**Texte du document:**
------------------------------------------------
Un cours de politique
Pour les élections, Mohammed VI a livré un discours très pédagogique, expliquant dans le détail et par l’exemple les différences entre les institutions élues et exposant les prérogatives des différents corps élus, communes, régions et parlement. « Le ministre de l’énergie, par exemple, n’est pas responsable de l’éclairage des quartiers, du raccordement des foyers aux réseaux électriques, des branchements de l’eau potable, ni de l’assainissement. De même, la propreté des rues et des quartiers n’est pas du ressort du ministre de l’Intérieur. Dans le même ordre d’idée, ce n’est pas au ministre de l’Equipement et du Transport de veiller à la réfection des voiries dans les communes, ni de fournir les moyens de transport urbain. Le citoyen doit savoir que les responsables de ces services administratifs et sociaux dont il a besoin dans sa vie quotidienne, ce sont précisément les élus pour lesquels il a voté dans la commune et la Région en vue d’assurer la gestion de ses affaires locales. Contrairement à ce que pensent certains, l’élu parlementaire n’a rien à voir avec la gestion des affaires locales des citoyens. Il est plutôt responsable de la proposition, de la discussion et du vote des lois, ainsi que du contrôle de l’action du gouvernement et de l’évaluation des politiques publiques ».
Constat du désintérêt des électeurs
Mais le roi revient sur une réalité universelle, l’abstention. Au Maroc, ce refus des électeurs d’aller aux urnes est pour ainsi dire une nature. Le roi a son explication : « Si nombre de citoyens ne s’intéressent pas beaucoup aux élections, et s’ils n’y participent pas, c’est parce que certains élus ne remplissent pas leur devoir comme il se doit (…).Il y a des élus qui s’imaginent que leur rôle se limite à se porter candidats et non à travailler. Et lorsqu’ils remportent les suffrages, ils s’éclipsent pour cinq ou six ans, et ne réapparaissent qu’à l’occasion du scrutin suivant ». Ô combien vrai…
Aussi, la solution passe par le fait que « les élections ne devraient pas avoir pour objectif d’obtenir des postes, mais elles devraient être dédiées au seul service du citoyen ». Après le constat, la solution… mais si cette solution n’est pas appliquée, la loi est là, ou devrait être là.
Pourquoi les choses sont-elles ainsi ?
Parce que le code électoral est, finalement, mal adapté aux exigences de la fonction élective. Il y a trop de partis, trop de circonscriptions électorales et les partis ne peuvent toutes les couvrir. Alors ils recrutent massivement, privilégiant la quantité à la qualité.
Pour les communales à venir, 27.000 circonscriptions sont prévues. Il n’existe aujourd’hui aucun parti capable d’assurer un candidat, de valeur, pour chacune de ces circonscriptions. La solution aurait été de réduire ce nombre en élargissant les communes.
Par ailleurs, et Mohammed VI l’a bien précisé, les partis doivent mettre en avant des candidats sérieux avec des programmes de bon aloi et surtout réalistes. Mais ce n’est là qu’une indication ; les choses auraient été meilleures si le vœu royal avait été inscrit dans le marbre de la loi.
Et puis, au niveau même des partis politiques nationaux, le sérieux, le réalisme et la qualité ne sont pas les vertus premières des directions. Les « élites » politiques sont elles-mêmes discutables, à tous les échelons.
------------------------------------------------
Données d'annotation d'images

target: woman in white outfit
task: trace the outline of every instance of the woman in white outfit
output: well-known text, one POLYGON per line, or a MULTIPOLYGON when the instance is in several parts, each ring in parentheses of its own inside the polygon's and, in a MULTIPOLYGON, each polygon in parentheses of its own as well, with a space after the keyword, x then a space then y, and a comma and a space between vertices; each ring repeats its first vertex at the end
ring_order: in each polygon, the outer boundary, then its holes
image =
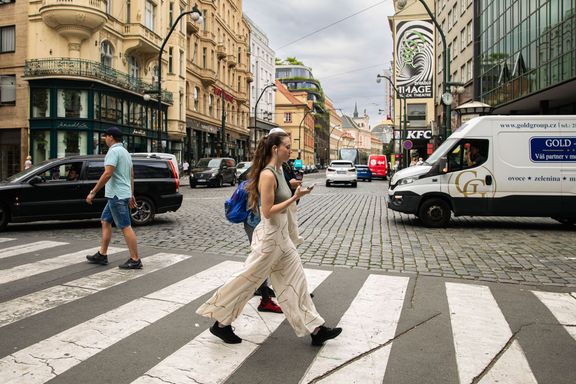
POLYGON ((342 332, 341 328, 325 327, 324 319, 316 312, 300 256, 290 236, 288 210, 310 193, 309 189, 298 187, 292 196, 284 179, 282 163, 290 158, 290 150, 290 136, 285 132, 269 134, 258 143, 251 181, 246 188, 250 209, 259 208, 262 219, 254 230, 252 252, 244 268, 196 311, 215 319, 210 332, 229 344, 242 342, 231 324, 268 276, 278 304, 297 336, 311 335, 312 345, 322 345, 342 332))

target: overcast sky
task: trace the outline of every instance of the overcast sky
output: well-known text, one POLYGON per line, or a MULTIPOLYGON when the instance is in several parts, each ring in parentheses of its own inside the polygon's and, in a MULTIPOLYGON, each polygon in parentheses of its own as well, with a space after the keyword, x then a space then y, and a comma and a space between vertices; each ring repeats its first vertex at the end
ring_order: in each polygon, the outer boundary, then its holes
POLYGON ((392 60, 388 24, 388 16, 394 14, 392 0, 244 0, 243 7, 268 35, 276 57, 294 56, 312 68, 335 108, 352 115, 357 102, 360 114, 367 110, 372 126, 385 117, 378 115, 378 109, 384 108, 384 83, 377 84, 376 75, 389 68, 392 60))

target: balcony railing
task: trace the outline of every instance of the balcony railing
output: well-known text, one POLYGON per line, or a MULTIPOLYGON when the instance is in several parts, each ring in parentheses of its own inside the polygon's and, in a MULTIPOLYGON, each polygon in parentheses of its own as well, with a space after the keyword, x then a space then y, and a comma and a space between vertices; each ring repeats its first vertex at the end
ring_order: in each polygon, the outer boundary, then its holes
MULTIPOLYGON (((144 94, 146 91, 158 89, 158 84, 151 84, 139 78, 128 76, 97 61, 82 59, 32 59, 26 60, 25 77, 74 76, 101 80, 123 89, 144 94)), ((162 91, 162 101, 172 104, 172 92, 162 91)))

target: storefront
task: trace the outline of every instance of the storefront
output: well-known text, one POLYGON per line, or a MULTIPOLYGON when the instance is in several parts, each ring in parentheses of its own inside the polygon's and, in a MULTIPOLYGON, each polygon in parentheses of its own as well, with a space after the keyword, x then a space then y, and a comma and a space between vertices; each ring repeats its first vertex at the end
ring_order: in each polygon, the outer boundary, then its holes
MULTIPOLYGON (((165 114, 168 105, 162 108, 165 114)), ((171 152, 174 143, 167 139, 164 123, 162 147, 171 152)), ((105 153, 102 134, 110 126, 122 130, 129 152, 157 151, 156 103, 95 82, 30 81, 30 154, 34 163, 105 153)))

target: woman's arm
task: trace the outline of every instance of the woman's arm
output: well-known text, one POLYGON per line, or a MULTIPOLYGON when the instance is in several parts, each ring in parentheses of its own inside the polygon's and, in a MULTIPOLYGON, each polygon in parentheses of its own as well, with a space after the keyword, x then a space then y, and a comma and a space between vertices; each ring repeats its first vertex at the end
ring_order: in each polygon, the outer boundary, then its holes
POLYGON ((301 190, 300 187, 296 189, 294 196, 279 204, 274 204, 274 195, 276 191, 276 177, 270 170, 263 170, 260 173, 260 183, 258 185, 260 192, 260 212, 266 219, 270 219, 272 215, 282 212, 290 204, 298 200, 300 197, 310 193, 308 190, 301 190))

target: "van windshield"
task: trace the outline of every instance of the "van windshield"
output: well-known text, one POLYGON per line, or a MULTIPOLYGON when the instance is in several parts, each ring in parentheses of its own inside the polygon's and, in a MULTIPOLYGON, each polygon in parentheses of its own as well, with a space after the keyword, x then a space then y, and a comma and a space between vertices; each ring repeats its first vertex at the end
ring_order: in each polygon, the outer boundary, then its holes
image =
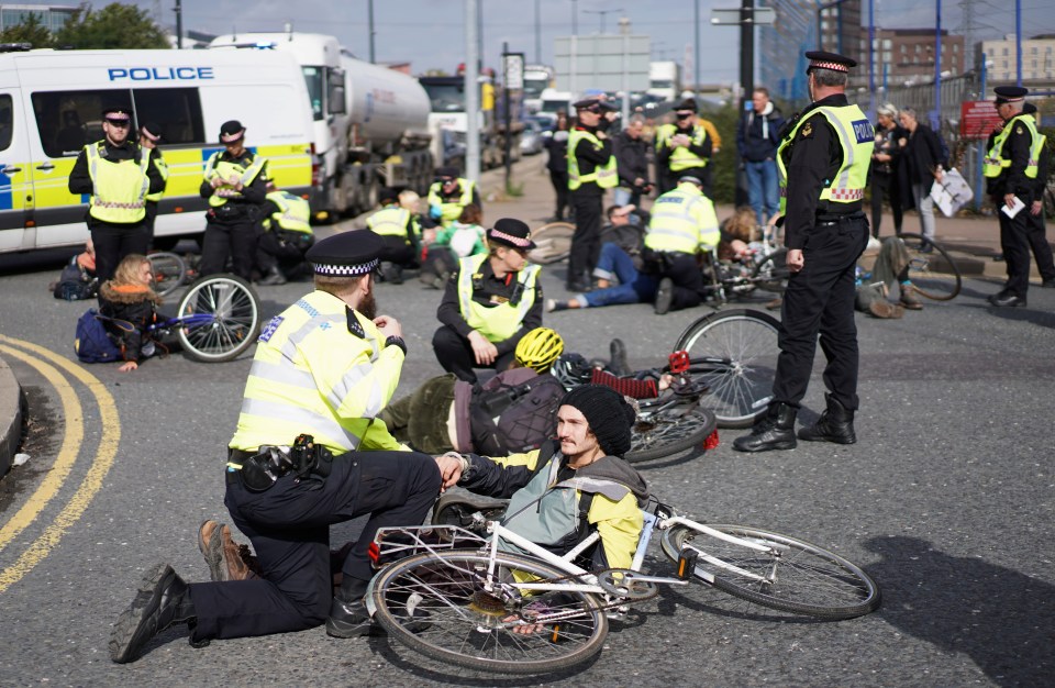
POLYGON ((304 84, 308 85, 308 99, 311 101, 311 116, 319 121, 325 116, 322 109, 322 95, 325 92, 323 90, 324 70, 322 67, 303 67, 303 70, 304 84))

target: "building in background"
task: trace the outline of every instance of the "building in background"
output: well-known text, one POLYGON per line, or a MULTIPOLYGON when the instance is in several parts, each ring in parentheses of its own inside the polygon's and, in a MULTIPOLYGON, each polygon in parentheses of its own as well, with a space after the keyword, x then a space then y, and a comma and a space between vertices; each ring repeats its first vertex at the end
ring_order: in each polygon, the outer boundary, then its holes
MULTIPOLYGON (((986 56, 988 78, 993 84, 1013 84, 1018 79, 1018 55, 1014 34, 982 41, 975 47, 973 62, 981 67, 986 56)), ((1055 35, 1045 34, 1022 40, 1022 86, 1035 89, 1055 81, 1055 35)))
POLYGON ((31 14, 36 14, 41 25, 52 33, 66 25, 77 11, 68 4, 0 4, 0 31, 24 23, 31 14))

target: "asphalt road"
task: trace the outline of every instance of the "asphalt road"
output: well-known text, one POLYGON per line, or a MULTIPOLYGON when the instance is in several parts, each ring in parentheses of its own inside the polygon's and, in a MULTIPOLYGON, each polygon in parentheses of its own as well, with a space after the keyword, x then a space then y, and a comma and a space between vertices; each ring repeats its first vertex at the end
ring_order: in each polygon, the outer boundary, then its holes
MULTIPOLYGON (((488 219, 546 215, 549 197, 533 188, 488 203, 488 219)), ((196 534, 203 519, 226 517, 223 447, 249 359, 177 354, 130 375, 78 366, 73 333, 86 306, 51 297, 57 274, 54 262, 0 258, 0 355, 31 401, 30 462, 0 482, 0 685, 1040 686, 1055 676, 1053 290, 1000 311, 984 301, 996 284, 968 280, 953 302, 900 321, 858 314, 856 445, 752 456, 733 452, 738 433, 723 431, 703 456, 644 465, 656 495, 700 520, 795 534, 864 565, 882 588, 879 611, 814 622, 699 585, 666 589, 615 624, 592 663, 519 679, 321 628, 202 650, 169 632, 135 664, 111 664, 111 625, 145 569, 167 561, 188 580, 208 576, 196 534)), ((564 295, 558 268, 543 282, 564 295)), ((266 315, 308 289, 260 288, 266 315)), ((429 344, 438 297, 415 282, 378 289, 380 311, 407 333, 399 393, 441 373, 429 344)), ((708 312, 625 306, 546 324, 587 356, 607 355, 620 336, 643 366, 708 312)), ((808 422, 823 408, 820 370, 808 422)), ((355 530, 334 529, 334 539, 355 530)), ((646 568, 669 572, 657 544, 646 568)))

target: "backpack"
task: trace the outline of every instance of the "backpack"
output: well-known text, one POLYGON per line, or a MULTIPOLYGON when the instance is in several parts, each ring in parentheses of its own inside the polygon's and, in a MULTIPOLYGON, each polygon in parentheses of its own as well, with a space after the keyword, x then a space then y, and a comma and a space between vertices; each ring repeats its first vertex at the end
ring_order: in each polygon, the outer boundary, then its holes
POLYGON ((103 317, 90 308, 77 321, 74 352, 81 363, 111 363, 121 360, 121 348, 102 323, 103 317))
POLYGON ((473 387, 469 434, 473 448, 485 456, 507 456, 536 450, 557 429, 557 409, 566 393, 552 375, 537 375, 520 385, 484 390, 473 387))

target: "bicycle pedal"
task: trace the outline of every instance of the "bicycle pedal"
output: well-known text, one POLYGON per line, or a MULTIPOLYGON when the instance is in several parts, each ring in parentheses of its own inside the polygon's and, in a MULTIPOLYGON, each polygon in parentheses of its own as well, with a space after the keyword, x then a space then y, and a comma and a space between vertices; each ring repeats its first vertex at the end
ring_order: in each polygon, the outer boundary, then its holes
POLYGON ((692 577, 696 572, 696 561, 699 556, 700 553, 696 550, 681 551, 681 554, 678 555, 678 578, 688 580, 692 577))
------------------------------------------------
**Consigne écrite:**
Rédigez la suite du texte sur le discours de Mohammed VI consacré aux élections, en partant de sa dernière phrase.

**Corrigé:**
Quand le citoyen entend, par exemple, le chef du gouvernement dire pis que pendre de ses adversaires et les accuser de pratiques mafieuses et d’enrichissement illicite, et quand il constate que ces graves accusations ne sont pas suivies d‘enquêtes judiciaires, il est en droit de se poser des questions sur la crédibilité de l’opération dans son ensemble.
Quand le citoyen entend un chef de l’opposition accuser le chef du gouvernement d’intelligence avec des groupes terroristes et que la justice n’entend ni l’un ni l’autre, on peut comprendre son rejet pour la politique en particulier et pour les politiques en général.
Quand des législateurs à la Chambre des conseillers sont condamnés par la justice et continuent de siéger, et quand des partis présentent en tête de liste des candidats déjà condamnés ou en voie de l’être, cela nuit au sérieux d’une élection, et conduit au désintérêt des électeurs.
Aussi, le relèvement du taux de participation passe bien plus par une activation de la justice que par l’appel à l’esprit citoyen des électeurs.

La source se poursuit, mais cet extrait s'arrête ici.